§ **Problem to solve**
Could you copy every line below word for word, leaving the pictures out?

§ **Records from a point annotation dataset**
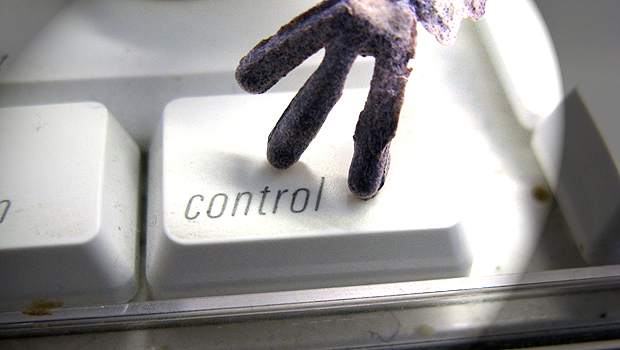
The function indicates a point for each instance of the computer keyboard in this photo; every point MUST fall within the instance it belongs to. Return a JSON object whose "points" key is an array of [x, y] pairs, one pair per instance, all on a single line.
{"points": [[70, 217], [474, 162], [222, 220]]}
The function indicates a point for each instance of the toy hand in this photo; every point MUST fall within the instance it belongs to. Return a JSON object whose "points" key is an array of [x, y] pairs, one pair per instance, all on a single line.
{"points": [[385, 29]]}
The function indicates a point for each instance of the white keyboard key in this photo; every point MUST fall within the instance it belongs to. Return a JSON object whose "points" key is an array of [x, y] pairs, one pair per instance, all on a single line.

§ **Exercise response**
The function indicates a point for each instance of the computer keyboard in this photo; every point MUST fall within the instance it belongs to. Return a JSON object whose "points" key is an array of [x, y] pairs, one pair per instance, all on a single line.
{"points": [[70, 217], [474, 162], [222, 220]]}
The function indicates a point for each instance of the toy hand in this photo; every point MUST fall within the instance it belongs to. Return a JSON object whose "points" key is an array of [x, y] pairs, one pair per instance, all on a single line.
{"points": [[385, 29]]}
The function indicates a point for each instance of the white keyboard key in this photo; every point MUST fall within the instance it belongs to. Return a JSON object whose "points" key is an array of [x, y] pairs, one pair per instance, all on a single line.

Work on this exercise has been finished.